• [Extract provided]:
Recent developments and future clinical trials for advanced kidney cancer:

immunotherapy and drug combinations including cabozantinib and nivolumab.

*You may find our Glossary of Terms useful when reading this article

Good news: Cabozantinib and Nivolumab recommended for use in Scotland

Kidney Cancer Scotland and Kidney Cancer UK welcome the news that the Scottish Medical Consortium (SMC) has recommended both nivolumab and cabozantinib for use within the NHS in Scotland. This follows a period of uncertainty when the SMC initially refused to recommend nivolumab; the drug was recommended for use in England and Wales in November 2016. We hope that the National Institute for Health and Care Excellence (NICE) will follow the SMC in recommending cabozantinib in England and Wales, a decision which is due to be published in August 2017. A lengthy consultation period is currently taking place. Both Kidney Cancer Scotland and Kidney Cancer UK are continually campaigning to reduce the ‘postcode lottery’ effect across the UK and feel that promising and effective drugs should be available for everyone.

What is nivolumab?

Nivolumab acts in a different way to other current targeted therapy treatments for kidney cancer, which either aim to kill tumour cells or stop tumour cell growth. Nivolumab is an anti-PD-1 (programmed death-1) monoclonal antibody which acts by blocking the receptor PD-1 on T-cells (part of the immune system), which reinvigorates the T-cells and allows them to attack the cancer cells. T-cells are often inactivated by a substance that cancer cells produce, which activates the PD-1 receptor on T-cells. Activating the PD-1 receptor causes the T-cell to become inactive so it doesn’t do its job and attack cancer cells. Nivolumab acts as an immune-modulator and stops the PD-1 receptor from being activated which in turn boosts the body’s own ability to attack cancer cells.

The PD-1 blockade is thought to specifically reinvigorate immune cells that are able to target cancer. It does not generally activate the entire immune system and this could help to reduce the side effects of the drug.

What is cabozantinib?

Cabozantinib is a new tyrosine kinase inhibitor for the treatment of advanced kidney cancer that is being appraised by NICE following successful clinical trial results. Cabozantinib acts in a similar way to the other TKI’s but has been shown to target c-MET and VEGFR2 tyrosine kinases.

The results of the cabozantinib phase III METEOR clinical trial look promising. Cabozantinib increased the overall survival of people with advanced kidney cancer to an average of 20.1 months compared to 12.1 months with everolimus. The period of time before the disease progressed (progression free survival) was 7.4 months with cabozantinib compared to 2.7 months with everolimus. 1

Combinations of drugs and the future of immunotherapy and TKI’s

Thankfully, both the SMC and NICE decided to recommend Nivolumab as the first immunotherapy checkpoint inhibitor to be made available on the NHS for Kidney Cancer. This is good news not only because it increases the number of drugs available and that the drugs look effective but also it has opened the door for many more clinical trials. Other immunotherapies might be recommended in the future and many more combinations of TKI’s and immunotherapies will be explored. The number of clinical trials using nivolumab in combination with different drugs has expanded significantly in the past few years. Examples of such trials are detailed below:

  • We previously reported promising preliminary results from the clinical trial checkmate 214, which is comparing a nivolumab/ipilimumab combination to sunitinb, the results for this are expected in 2019. It is a phase 3 trial which is taking place in many locations across the world including the UK; it is still active but has finished recruiting. Ipilimumab (Yervoy) is a monoclonal antibody that acts by activating the immune system so it can attack cancer cells. It works in a similar way to nivolumab but targets CTLA-4 receptors on T-cells, which are also involved in an inhibitory mechanism of the immune system. Targeting both receptors together appears at this early stage to have an increased effect on reducing the inhibition of the immune system.

• [Phrase grounding data]:
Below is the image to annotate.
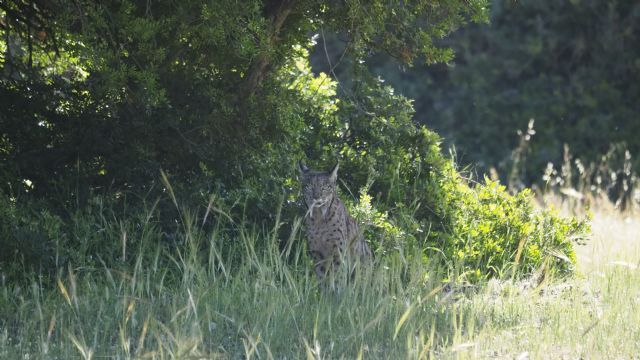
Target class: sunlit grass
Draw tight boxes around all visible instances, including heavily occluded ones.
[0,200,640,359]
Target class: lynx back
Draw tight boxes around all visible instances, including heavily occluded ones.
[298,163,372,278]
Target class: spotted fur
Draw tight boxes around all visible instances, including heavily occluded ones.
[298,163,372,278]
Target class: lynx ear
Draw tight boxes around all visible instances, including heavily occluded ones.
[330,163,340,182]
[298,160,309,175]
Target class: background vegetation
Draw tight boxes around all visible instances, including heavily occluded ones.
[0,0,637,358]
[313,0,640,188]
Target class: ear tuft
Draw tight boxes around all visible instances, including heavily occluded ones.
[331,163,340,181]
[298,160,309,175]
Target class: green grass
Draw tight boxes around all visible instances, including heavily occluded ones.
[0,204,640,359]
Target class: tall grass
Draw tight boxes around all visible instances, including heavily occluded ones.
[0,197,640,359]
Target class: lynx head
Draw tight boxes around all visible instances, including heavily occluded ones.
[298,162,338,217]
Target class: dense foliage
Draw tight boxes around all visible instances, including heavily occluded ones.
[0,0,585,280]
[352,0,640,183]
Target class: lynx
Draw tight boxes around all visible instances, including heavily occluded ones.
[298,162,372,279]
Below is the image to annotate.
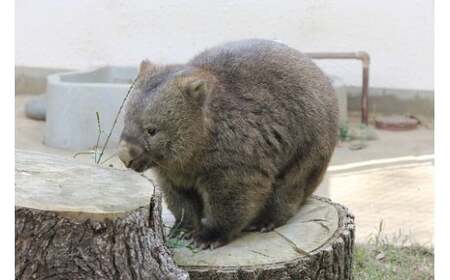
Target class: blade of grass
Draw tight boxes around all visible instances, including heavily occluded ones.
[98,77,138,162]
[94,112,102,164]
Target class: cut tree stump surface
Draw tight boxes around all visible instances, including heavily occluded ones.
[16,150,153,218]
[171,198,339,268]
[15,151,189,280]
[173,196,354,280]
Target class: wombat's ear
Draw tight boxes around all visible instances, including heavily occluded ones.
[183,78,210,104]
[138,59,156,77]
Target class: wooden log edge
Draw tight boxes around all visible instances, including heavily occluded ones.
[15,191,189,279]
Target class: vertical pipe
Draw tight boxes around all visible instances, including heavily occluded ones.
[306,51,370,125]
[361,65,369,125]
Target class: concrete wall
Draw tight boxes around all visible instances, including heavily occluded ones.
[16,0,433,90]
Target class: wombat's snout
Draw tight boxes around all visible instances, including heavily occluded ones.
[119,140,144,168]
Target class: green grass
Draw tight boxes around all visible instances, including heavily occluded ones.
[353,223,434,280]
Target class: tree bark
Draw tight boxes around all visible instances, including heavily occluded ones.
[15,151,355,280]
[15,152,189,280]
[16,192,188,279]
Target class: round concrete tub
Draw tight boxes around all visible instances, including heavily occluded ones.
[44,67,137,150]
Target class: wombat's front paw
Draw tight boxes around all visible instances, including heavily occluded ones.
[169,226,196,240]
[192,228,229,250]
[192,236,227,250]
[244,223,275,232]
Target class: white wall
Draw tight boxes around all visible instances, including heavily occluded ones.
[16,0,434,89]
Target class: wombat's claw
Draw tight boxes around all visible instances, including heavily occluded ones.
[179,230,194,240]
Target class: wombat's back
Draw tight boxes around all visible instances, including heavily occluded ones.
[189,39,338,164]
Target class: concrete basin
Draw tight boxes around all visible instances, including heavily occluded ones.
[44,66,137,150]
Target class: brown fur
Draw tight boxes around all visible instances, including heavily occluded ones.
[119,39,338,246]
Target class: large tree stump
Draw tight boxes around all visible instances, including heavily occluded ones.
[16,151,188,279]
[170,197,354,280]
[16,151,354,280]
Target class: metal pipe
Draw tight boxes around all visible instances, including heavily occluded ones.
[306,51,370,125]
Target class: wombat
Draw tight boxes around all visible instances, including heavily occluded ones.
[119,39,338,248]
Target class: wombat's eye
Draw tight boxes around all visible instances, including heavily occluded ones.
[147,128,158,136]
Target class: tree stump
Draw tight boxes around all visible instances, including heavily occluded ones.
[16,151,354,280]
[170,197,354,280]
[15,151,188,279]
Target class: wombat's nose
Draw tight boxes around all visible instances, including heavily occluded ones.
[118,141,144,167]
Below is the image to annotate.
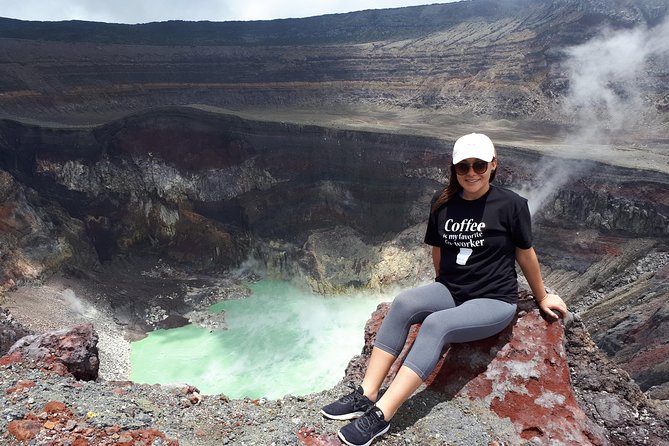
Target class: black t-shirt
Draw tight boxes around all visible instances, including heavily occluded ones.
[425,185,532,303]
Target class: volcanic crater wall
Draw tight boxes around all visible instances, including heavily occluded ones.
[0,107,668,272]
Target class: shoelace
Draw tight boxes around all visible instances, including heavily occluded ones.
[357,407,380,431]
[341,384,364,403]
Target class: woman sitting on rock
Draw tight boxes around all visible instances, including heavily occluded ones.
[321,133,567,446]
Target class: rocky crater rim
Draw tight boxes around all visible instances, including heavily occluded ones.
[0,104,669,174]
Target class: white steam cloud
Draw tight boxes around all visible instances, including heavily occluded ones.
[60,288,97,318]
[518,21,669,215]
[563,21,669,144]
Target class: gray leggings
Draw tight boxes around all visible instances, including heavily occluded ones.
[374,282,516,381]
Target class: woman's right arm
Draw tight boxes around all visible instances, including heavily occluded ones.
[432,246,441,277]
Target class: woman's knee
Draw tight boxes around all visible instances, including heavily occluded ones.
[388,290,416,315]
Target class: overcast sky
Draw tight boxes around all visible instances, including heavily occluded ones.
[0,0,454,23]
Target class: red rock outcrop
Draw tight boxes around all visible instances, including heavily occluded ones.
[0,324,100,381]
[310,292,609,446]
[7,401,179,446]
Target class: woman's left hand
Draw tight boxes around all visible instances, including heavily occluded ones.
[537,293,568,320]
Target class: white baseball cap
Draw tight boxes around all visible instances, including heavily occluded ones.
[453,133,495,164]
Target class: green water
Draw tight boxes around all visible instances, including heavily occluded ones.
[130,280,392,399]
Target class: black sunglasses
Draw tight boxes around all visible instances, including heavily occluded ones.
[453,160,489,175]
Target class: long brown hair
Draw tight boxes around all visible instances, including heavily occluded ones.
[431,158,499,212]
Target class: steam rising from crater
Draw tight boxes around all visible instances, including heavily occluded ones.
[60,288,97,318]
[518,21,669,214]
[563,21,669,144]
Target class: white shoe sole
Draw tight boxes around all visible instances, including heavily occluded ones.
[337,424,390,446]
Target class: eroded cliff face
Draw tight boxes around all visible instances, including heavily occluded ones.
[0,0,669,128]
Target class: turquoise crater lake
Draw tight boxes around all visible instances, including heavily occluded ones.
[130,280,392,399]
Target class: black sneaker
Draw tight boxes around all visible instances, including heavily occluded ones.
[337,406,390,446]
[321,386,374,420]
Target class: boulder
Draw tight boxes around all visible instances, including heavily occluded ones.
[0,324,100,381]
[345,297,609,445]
* * *
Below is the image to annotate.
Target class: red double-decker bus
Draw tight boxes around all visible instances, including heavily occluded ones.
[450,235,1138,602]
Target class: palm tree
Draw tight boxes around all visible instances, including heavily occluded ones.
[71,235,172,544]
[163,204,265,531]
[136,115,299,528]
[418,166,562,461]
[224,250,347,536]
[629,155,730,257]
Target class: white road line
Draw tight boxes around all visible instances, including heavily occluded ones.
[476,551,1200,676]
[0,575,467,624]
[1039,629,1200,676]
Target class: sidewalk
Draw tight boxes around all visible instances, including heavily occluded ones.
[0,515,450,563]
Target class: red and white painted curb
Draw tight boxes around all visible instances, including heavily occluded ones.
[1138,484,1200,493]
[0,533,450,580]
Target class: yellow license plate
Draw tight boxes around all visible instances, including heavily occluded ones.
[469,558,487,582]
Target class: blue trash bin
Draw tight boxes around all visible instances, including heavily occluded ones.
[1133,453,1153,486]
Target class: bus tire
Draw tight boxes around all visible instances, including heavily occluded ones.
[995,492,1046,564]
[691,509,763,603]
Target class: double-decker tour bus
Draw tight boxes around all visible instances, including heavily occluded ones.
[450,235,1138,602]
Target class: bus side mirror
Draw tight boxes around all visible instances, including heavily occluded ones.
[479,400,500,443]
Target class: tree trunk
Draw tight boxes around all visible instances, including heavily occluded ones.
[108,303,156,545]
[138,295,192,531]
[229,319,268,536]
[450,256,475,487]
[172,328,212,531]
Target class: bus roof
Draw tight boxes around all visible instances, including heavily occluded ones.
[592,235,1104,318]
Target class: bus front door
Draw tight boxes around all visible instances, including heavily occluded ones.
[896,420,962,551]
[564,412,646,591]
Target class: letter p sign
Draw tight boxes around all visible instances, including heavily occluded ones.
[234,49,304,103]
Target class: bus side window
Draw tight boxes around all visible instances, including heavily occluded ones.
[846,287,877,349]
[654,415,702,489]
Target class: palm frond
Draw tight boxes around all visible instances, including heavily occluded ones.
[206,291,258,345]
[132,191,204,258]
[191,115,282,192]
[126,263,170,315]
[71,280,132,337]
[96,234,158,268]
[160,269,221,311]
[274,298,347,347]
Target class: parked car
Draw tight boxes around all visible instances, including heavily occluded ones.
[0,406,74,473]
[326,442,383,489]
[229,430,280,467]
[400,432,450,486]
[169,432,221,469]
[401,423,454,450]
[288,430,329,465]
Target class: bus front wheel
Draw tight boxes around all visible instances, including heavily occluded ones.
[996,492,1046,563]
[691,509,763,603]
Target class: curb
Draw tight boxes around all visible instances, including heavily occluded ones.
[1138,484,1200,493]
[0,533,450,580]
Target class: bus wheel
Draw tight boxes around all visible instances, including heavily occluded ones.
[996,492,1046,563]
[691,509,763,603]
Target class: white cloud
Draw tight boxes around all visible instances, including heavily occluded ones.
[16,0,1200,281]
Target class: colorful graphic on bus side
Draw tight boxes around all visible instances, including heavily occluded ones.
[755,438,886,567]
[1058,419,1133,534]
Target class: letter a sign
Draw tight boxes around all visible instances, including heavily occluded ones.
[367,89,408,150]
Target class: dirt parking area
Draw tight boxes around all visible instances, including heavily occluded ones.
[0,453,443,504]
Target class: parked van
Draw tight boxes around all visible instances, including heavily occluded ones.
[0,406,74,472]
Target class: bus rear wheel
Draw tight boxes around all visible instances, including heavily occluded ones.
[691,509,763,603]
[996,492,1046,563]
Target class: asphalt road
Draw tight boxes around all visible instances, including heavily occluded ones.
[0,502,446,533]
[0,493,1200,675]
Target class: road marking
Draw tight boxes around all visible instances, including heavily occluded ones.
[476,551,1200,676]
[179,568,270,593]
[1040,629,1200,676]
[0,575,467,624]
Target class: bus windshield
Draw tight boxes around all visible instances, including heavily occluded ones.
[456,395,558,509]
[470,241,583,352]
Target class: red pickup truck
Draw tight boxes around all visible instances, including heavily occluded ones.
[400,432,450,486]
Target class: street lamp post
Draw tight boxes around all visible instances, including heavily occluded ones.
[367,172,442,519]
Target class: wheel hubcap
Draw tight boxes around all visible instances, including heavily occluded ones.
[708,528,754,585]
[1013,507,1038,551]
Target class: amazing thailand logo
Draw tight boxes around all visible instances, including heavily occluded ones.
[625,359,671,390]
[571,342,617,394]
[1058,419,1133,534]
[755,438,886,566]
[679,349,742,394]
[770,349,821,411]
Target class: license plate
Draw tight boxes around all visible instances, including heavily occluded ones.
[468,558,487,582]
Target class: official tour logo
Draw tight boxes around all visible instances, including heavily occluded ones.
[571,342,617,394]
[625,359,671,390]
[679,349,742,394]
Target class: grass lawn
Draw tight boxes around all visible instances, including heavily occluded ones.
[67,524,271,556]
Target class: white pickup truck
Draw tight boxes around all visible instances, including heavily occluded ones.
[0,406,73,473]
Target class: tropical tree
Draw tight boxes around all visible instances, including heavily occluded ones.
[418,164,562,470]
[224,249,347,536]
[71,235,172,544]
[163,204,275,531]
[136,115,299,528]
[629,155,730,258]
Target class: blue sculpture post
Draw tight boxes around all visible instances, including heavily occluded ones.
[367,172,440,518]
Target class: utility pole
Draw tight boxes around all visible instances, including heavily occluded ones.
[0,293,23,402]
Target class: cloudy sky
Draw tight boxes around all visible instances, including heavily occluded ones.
* * *
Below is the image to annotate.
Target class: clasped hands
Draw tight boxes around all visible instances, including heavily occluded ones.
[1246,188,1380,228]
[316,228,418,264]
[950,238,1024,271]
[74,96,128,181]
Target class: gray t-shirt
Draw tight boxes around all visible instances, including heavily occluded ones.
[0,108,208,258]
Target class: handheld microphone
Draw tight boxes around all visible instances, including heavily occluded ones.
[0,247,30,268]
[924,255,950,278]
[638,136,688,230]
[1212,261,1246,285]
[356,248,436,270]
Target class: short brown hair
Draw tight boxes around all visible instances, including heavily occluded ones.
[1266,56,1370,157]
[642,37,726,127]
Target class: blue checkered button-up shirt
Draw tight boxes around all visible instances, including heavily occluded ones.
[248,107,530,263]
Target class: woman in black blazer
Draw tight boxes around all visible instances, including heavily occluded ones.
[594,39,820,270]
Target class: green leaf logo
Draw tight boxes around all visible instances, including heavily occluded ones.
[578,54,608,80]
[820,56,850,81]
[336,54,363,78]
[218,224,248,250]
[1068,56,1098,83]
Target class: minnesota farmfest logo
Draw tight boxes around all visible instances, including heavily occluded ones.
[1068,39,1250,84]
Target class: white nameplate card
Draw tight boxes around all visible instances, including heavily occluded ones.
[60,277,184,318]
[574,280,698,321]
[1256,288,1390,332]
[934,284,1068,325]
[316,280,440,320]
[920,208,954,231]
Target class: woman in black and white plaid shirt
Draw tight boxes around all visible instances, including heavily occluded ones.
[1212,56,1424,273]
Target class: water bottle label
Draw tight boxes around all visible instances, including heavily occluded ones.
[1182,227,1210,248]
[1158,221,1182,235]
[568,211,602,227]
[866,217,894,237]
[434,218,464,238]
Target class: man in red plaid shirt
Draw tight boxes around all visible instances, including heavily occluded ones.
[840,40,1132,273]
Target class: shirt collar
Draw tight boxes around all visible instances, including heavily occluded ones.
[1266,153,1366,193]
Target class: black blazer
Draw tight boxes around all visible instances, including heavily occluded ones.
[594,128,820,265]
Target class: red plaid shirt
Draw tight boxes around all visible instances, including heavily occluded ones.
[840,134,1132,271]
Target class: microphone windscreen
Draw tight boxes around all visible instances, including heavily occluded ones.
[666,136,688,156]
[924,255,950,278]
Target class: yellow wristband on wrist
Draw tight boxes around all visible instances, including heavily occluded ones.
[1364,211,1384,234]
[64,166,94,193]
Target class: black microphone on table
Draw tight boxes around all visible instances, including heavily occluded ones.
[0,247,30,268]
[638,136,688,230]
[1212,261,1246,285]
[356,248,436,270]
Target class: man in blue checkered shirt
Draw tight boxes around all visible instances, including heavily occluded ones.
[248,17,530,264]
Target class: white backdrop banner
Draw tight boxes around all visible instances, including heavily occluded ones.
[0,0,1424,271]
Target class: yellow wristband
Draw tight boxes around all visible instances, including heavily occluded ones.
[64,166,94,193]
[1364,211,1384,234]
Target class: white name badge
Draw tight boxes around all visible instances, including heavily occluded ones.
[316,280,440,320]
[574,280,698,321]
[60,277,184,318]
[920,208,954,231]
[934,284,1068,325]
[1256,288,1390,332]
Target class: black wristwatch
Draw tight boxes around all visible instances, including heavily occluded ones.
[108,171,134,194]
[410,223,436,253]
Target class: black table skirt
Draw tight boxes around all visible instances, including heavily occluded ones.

• [Work order 1]:
In the kidney cancer article, what average overall survival did cabozantinib achieve in the METEOR trial?
• [Work order 2]:
Copy everything in the kidney cancer article from "What is nivolumab?" down to "to attack cancer cells.".

• [Written response 1]:
An average of 20.1 months, compared to 12.1 months with everolimus.

• [Written response 2]:
What is nivolumab?

Nivolumab acts in a different way to other current targeted therapy treatments for kidney cancer, which either aim to kill tumour cells or stop tumour cell growth. Nivolumab is an anti-PD-1 (programmed death-1) monoclonal antibody which acts by blocking the receptor PD-1 on T-cells (part of the immune system), which reinvigorates the T-cells and allows them to attack the cancer cells. T-cells are often inactivated by a substance that cancer cells produce, which activates the PD-1 receptor on T-cells. Activating the PD-1 receptor causes the T-cell to become inactive so it doesn’t do its job and attack cancer cells. Nivolumab acts as an immune-modulator and stops the PD-1 receptor from being activated which in turn boosts the body’s own ability to attack cancer cells.